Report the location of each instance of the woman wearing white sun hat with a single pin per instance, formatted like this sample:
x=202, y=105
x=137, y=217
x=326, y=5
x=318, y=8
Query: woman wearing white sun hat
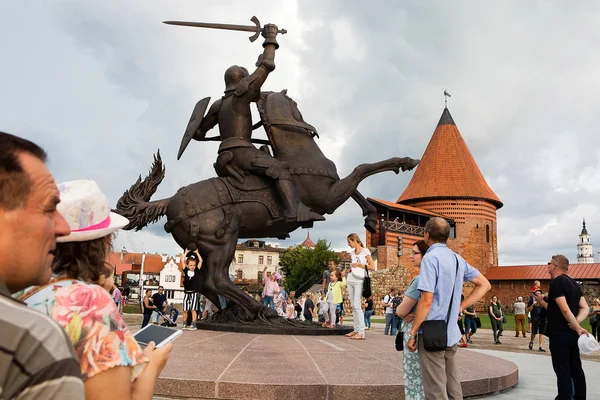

-=-=-=-=-

**Your instructions**
Your answer must be the lines from the line containing "x=202, y=105" through the final line of the data, written out exactly, both ends included and pictures left out.

**Reply to the exercise**
x=202, y=105
x=137, y=217
x=326, y=5
x=318, y=8
Query: woman wearing white sun hat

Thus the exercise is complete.